▸ **STATED TASK A**
Copy word for word the passage of the transcript below between "Tyler Zach (14:10)" and "our loved ones.", inclusive.

Sarajane Case (13:55)
Yeah. Mm-hmm.
Tyler Zach (14:10)
And that's exactly what you're talking about with the mask. We can burn so many calories on the mask that it doesn't let ourselves through, and it doesn't create that authentic connection with our loved ones.
Sarajane Case (14:24)
And I think Threes are often craving positive feedback. You're craving: tell me what's good about me, tell me I'm doing a good job, be proud of me, be impressed by me.
That's amazing. But when that's all going to the mask — when it's all going to what you do or how impressive you are — then it's almost like all those compliments are just getting dumped out the bottom of the bucket. The bucket doesn't fill, because it's a never-ending need. But if that love can reach you when you're at your weakest — when you feel the least lovable, the least impressive, when you're the most raw and vulnerable — the bucket can actually start to fill up. Versus: that's just going to the mask. That's going to me when I'm doing what I'm supposed to do, when I'm good, when I'm impressive enough.
Something for Threes to be conscious of — have at least one person you can let your guard down with. Baby step it in.
Tyler Zach (15:26)
That's really, really good advice. Okay, Fours?
Sarajane Case (15:32)

▸ **STATED TASK B**
Please quote the entries below exactly, from their first line through the line holding "point(904, 610)", inclusive, and leave the pictures out.

▸ **RECORDS SUPPLIED**

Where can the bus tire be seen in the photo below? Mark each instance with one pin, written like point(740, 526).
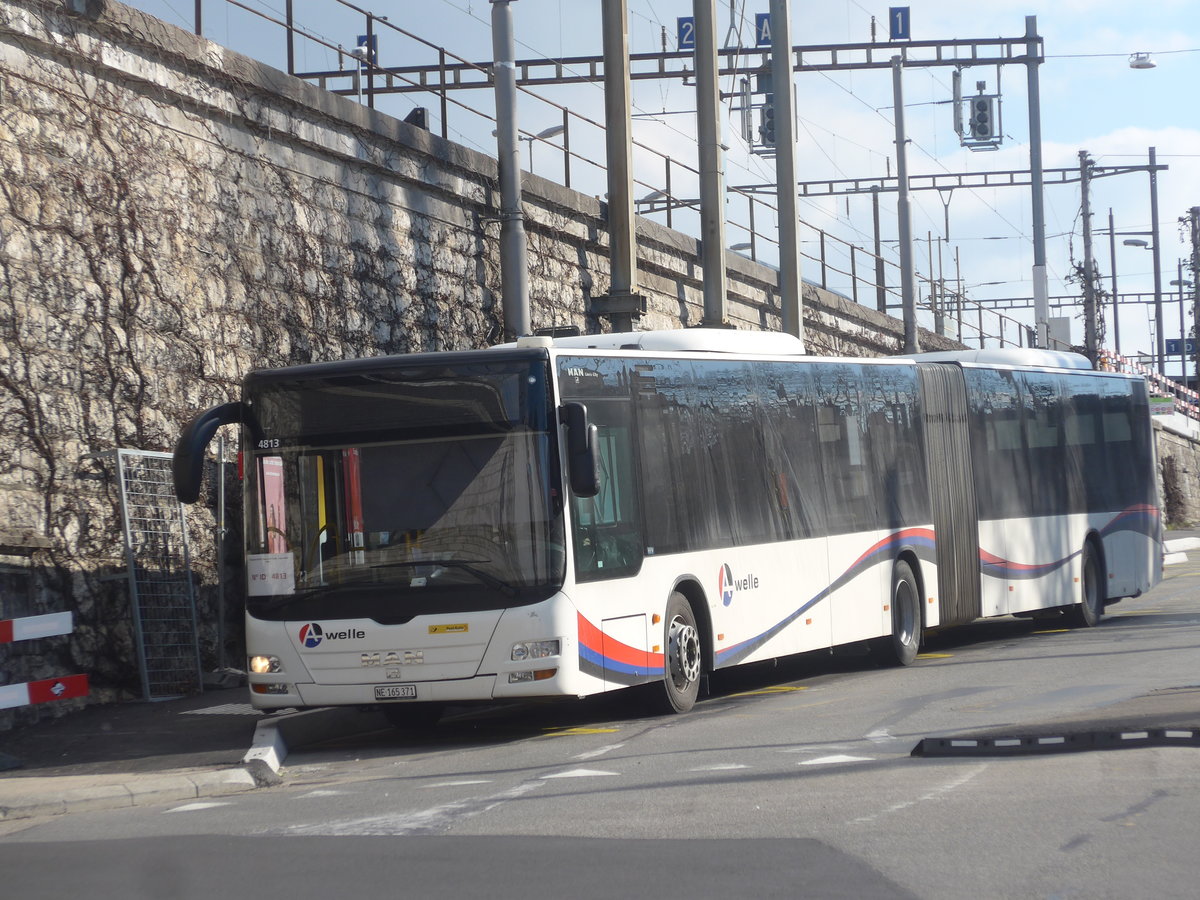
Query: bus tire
point(900, 648)
point(413, 717)
point(681, 658)
point(1090, 610)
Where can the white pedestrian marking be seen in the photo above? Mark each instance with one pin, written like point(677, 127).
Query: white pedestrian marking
point(196, 807)
point(460, 784)
point(832, 760)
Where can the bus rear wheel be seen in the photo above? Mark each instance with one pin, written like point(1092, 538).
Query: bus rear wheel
point(682, 658)
point(901, 646)
point(1087, 613)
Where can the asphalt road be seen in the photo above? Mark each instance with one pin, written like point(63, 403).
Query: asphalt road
point(795, 780)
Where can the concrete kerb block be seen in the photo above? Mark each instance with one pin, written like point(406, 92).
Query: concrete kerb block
point(275, 735)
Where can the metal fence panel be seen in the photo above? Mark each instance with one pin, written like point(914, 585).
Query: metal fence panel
point(159, 569)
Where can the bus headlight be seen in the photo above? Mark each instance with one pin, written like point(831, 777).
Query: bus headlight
point(534, 649)
point(265, 665)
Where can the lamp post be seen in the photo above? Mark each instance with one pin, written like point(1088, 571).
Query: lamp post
point(552, 132)
point(1181, 282)
point(1131, 241)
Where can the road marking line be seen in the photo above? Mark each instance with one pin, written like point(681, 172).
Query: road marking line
point(599, 751)
point(931, 796)
point(459, 784)
point(720, 767)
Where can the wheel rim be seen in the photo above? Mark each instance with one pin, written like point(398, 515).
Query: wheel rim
point(683, 652)
point(904, 610)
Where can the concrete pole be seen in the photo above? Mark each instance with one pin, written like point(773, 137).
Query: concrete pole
point(514, 262)
point(1091, 333)
point(791, 298)
point(1159, 337)
point(1037, 187)
point(622, 305)
point(712, 167)
point(904, 210)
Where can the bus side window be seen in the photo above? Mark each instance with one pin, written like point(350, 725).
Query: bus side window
point(607, 532)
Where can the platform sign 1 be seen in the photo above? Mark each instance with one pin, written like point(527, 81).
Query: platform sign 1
point(372, 51)
point(685, 34)
point(762, 29)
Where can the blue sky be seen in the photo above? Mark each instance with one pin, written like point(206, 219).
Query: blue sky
point(1091, 99)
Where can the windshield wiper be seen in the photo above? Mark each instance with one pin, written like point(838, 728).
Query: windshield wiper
point(465, 564)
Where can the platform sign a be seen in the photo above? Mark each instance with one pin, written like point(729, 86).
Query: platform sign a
point(762, 29)
point(685, 33)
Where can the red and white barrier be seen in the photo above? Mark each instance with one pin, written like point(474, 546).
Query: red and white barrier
point(43, 691)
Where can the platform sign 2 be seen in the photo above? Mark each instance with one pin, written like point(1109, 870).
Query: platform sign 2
point(762, 29)
point(685, 33)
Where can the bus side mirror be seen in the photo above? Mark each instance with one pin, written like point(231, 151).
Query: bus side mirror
point(187, 463)
point(582, 465)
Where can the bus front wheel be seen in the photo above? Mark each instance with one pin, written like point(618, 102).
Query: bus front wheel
point(681, 659)
point(900, 647)
point(1089, 612)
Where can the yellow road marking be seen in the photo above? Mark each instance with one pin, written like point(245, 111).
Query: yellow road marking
point(775, 689)
point(573, 732)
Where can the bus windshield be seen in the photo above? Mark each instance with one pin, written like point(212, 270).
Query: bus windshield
point(401, 492)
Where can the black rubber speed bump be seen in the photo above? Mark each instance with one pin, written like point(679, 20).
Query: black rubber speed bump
point(1062, 743)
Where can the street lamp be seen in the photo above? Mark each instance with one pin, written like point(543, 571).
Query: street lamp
point(1132, 241)
point(1181, 282)
point(552, 132)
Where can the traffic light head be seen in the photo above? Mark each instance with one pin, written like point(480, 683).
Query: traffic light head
point(767, 129)
point(982, 119)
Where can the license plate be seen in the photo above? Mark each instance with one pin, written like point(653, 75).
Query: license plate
point(395, 691)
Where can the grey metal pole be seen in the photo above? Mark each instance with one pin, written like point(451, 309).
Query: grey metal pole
point(881, 291)
point(712, 174)
point(1116, 298)
point(1091, 342)
point(1161, 339)
point(791, 298)
point(1037, 186)
point(221, 532)
point(1194, 214)
point(904, 210)
point(514, 263)
point(622, 303)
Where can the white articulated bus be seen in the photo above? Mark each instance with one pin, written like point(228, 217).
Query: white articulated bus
point(573, 516)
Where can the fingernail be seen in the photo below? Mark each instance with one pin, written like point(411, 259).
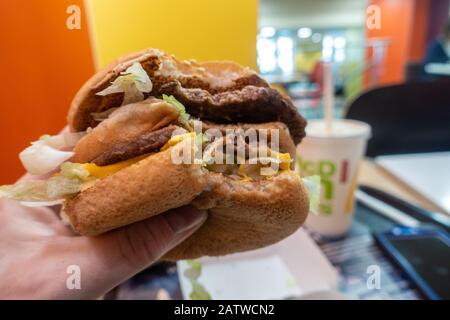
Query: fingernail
point(185, 218)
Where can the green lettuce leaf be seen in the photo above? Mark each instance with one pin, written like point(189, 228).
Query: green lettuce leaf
point(184, 116)
point(133, 82)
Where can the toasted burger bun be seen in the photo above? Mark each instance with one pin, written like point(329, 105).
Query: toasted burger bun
point(222, 92)
point(125, 125)
point(245, 215)
point(140, 191)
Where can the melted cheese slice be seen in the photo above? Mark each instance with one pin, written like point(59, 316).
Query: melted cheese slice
point(103, 171)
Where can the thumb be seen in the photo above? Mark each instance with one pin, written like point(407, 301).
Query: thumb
point(126, 251)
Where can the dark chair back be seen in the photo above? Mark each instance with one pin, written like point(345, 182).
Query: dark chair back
point(405, 118)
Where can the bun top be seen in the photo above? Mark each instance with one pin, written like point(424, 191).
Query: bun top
point(219, 91)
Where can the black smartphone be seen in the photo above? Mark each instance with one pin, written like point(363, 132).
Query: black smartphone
point(424, 255)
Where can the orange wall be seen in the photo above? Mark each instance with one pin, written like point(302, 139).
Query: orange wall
point(396, 25)
point(43, 64)
point(418, 41)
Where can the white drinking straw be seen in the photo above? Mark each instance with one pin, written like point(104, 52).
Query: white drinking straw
point(328, 95)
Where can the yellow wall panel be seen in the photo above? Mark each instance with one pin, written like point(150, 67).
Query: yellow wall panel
point(200, 29)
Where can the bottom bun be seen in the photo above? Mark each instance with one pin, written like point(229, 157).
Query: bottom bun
point(143, 190)
point(245, 215)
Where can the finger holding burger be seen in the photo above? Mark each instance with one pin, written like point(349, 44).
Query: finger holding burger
point(116, 166)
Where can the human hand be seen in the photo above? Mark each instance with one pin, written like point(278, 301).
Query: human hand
point(36, 249)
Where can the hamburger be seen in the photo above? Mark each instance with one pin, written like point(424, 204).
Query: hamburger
point(132, 123)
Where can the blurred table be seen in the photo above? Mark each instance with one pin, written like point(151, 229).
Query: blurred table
point(372, 175)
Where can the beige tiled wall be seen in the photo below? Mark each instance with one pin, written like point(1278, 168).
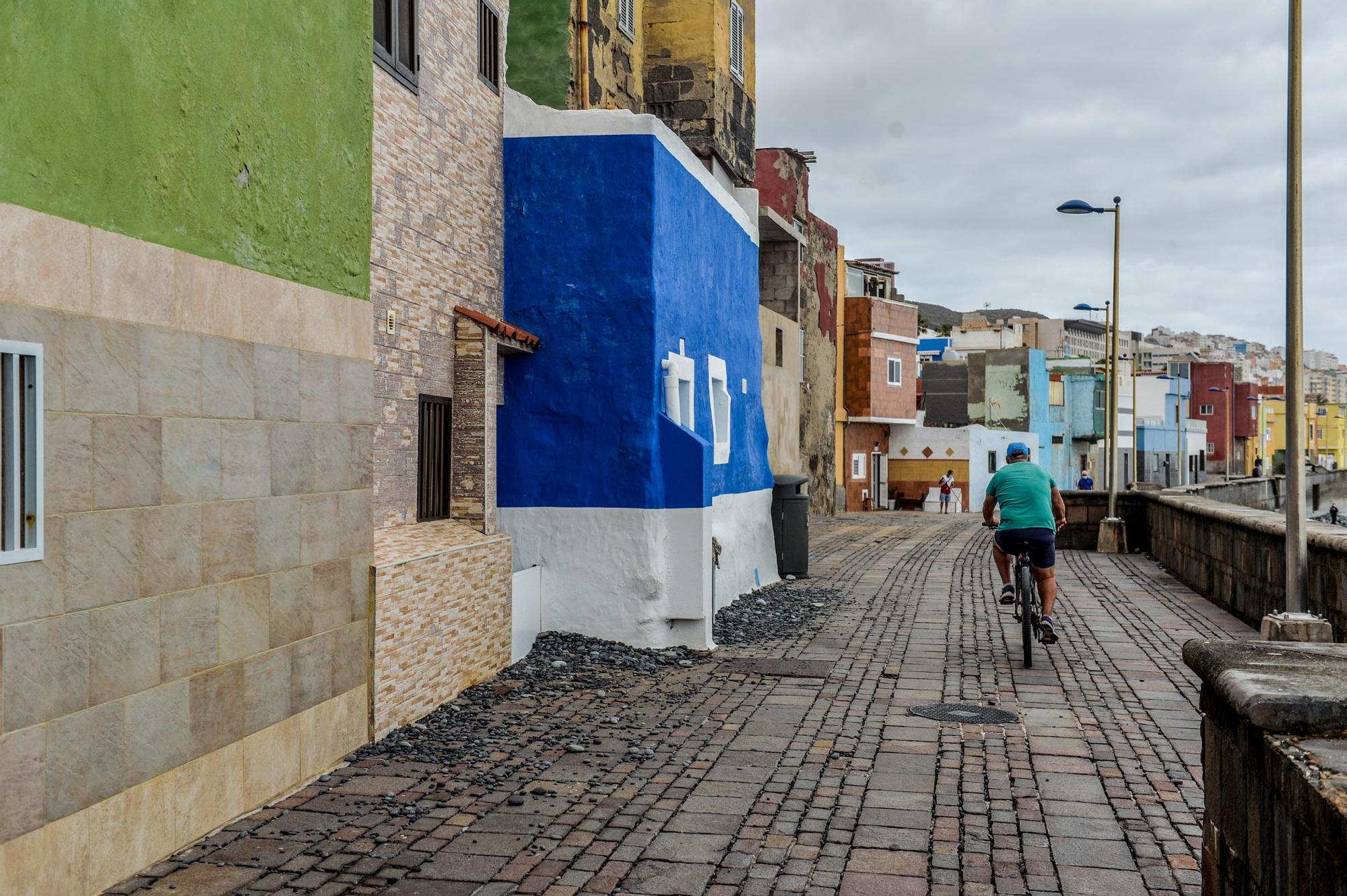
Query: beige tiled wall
point(442, 617)
point(208, 514)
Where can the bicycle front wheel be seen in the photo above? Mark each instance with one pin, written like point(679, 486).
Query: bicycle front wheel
point(1024, 592)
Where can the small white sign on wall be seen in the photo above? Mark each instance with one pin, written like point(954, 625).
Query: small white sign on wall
point(859, 466)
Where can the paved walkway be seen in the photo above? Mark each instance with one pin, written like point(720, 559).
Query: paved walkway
point(805, 778)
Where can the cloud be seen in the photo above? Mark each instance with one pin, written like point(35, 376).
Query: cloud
point(948, 132)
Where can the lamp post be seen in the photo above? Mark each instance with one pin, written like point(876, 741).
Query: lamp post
point(1296, 541)
point(1107, 473)
point(1113, 535)
point(1230, 425)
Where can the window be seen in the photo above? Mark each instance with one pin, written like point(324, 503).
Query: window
point(488, 44)
point(859, 466)
point(397, 48)
point(433, 458)
point(21, 451)
point(720, 411)
point(627, 18)
point(736, 40)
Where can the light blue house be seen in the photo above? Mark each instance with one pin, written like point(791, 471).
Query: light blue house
point(634, 454)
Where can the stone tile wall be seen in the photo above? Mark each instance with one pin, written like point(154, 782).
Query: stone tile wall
point(438, 233)
point(442, 617)
point(208, 514)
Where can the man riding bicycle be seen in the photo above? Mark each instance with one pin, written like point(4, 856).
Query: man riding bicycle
point(1032, 512)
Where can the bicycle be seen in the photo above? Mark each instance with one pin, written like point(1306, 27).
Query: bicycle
point(1028, 607)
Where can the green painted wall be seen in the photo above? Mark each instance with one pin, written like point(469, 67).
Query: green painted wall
point(235, 129)
point(538, 50)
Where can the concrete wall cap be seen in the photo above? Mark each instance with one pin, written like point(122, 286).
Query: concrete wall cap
point(1278, 687)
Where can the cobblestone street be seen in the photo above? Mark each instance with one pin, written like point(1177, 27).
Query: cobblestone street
point(805, 776)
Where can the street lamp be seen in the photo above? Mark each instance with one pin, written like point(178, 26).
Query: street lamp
point(1108, 378)
point(1113, 535)
point(1230, 425)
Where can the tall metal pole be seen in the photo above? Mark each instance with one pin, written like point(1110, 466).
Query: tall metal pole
point(1109, 409)
point(1113, 385)
point(1296, 547)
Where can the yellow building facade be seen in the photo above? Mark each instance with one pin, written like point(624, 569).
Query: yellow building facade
point(1325, 432)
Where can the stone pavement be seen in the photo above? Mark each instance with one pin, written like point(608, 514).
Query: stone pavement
point(801, 777)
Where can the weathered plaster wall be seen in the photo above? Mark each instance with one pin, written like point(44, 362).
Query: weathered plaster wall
point(539, 59)
point(689, 82)
point(235, 132)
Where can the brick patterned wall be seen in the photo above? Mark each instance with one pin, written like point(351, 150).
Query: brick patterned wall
point(442, 617)
point(208, 516)
point(438, 236)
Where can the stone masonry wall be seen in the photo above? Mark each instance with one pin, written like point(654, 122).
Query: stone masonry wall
point(442, 617)
point(208, 530)
point(1268, 831)
point(438, 234)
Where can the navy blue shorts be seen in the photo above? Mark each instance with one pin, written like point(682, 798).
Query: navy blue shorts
point(1041, 544)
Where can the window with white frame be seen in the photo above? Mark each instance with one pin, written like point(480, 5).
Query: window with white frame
point(895, 372)
point(627, 18)
point(720, 409)
point(21, 451)
point(680, 376)
point(736, 40)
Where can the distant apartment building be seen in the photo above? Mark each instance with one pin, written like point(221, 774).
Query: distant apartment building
point(798, 276)
point(879, 376)
point(185, 249)
point(689, 62)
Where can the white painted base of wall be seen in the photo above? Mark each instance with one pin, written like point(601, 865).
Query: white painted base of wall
point(743, 524)
point(643, 576)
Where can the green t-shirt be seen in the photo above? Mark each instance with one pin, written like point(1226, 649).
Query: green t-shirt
point(1024, 491)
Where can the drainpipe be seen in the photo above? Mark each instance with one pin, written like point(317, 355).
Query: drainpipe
point(583, 55)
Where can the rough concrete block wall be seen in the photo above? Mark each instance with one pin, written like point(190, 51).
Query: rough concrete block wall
point(438, 234)
point(208, 514)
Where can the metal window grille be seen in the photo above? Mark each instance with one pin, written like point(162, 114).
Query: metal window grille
point(21, 451)
point(895, 372)
point(433, 459)
point(736, 40)
point(397, 39)
point(627, 18)
point(488, 44)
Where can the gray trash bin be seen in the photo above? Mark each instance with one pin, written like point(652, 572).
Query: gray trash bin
point(791, 525)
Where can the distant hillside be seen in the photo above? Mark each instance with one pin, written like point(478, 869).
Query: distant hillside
point(935, 316)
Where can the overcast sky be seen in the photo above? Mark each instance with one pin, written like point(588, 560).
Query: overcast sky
point(949, 131)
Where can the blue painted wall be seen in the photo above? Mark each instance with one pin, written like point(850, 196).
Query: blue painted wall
point(614, 252)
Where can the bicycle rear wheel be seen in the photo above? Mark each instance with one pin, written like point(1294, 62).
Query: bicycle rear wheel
point(1024, 594)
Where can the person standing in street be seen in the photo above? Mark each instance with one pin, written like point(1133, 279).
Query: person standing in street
point(946, 490)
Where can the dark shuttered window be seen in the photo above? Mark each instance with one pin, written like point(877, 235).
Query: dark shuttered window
point(433, 459)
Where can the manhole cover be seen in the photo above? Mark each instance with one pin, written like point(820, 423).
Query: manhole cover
point(965, 714)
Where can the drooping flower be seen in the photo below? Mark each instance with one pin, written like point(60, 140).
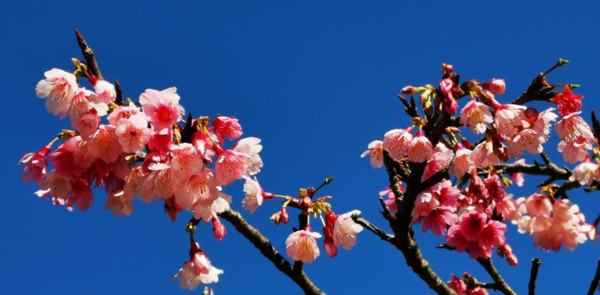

▸ **CORRECT RESPONSE A**
Tyler Zach (14:10)
And that's exactly what you're talking about with the mask. We can burn so many calories on the mask that it doesn't let ourselves through, and it doesn't create that authentic connection with our loved ones.

▸ **CORRECT RESPONSE B**
Where can the bus tire be seen in the photo below? Mark each instance with one pin, written like point(740, 526).
Query: bus tire
point(900, 648)
point(413, 717)
point(681, 658)
point(1090, 610)
Where can the white pedestrian marking be seen in the photo above? Mark each instance with one pin, written like point(677, 127).
Query: white pedestrian marking
point(196, 807)
point(460, 784)
point(832, 760)
Where can the bus rear wheel be seen in the photo above? Mark each instance with one pin, written like point(1092, 538).
Query: bus rear wheel
point(682, 658)
point(901, 646)
point(1087, 613)
Where can the asphalt road be seen in the photo above? Mark each instance with one pin, written like point(63, 403).
Query: asphalt road
point(795, 780)
Where can the concrete kerb block be seen in the photo above? Mark each instance with one pin, written like point(406, 92).
Query: concrete kerb block
point(275, 735)
Where can the metal fence panel be seen in the photo above? Mark each instance with one pin, written like point(914, 585).
Query: metal fence panel
point(159, 569)
Where can the bus headlight be seen in the photo above? Mark each instance with one pin, written like point(831, 777).
Query: bus headlight
point(534, 649)
point(265, 665)
Where can the lamp post be seen in the photo above? Mark each instance with one pin, written like point(1088, 571).
Query: lamp post
point(552, 132)
point(1181, 282)
point(1131, 241)
Where can the road marking line be seen in the photo above? Mark each instance with one pin, written like point(681, 172).
Query: road marking line
point(599, 751)
point(931, 796)
point(459, 784)
point(720, 767)
Where can the wheel rim be seen in the photo above? Mark each instance with one pin, written like point(398, 515).
Query: wheel rim
point(683, 652)
point(904, 610)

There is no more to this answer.